### Task goal
Retype exactly the stretch of lines that begins at the line containing "Can you spot any white" and ends at the last line of the data, with no other lines.

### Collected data
>>>

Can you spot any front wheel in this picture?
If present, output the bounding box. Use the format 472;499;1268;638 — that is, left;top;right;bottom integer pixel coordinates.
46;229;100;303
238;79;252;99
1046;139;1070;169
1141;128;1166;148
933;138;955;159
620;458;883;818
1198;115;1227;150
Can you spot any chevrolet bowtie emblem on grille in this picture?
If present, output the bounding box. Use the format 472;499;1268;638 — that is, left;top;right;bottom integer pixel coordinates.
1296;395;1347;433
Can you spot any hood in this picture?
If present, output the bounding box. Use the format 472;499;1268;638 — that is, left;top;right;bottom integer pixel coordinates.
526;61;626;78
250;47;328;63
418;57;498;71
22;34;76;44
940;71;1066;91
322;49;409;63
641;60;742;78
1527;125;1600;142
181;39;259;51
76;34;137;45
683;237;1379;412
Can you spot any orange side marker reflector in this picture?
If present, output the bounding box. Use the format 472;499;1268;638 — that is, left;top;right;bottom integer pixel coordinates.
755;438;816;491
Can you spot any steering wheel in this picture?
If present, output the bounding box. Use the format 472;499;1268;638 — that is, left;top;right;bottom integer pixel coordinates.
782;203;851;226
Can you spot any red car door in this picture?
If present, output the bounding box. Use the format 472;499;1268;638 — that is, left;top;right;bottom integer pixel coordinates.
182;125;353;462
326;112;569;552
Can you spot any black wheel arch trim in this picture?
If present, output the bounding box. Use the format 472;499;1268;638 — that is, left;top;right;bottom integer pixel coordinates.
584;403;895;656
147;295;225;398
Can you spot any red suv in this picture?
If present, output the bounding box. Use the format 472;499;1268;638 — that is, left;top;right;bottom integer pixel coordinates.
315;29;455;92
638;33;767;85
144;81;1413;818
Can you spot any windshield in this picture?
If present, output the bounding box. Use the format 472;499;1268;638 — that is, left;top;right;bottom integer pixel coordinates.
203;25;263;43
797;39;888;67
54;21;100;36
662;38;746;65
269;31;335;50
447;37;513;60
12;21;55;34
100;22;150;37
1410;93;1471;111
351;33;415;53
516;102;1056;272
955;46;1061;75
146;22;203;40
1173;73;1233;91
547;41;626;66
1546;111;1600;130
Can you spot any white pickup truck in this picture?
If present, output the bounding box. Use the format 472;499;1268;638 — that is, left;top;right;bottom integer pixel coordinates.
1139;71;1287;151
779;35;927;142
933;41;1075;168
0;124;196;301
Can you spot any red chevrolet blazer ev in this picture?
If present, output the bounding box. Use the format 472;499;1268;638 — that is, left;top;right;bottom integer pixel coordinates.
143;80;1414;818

<<<

### Task answer
Can you spot any white pickup truck in this picture?
If present, output the bounding box. Use the format 472;499;1268;638 — that is, left;top;right;bottom integer pixel coordinates.
1139;71;1287;151
779;35;927;142
933;41;1075;168
0;124;196;301
Can you spot any red chevrolet blazer ev in this picture?
If present, output the bounding box. Use the format 472;499;1268;638 — that is, left;top;right;bottom integer pixel coordinates.
143;80;1414;818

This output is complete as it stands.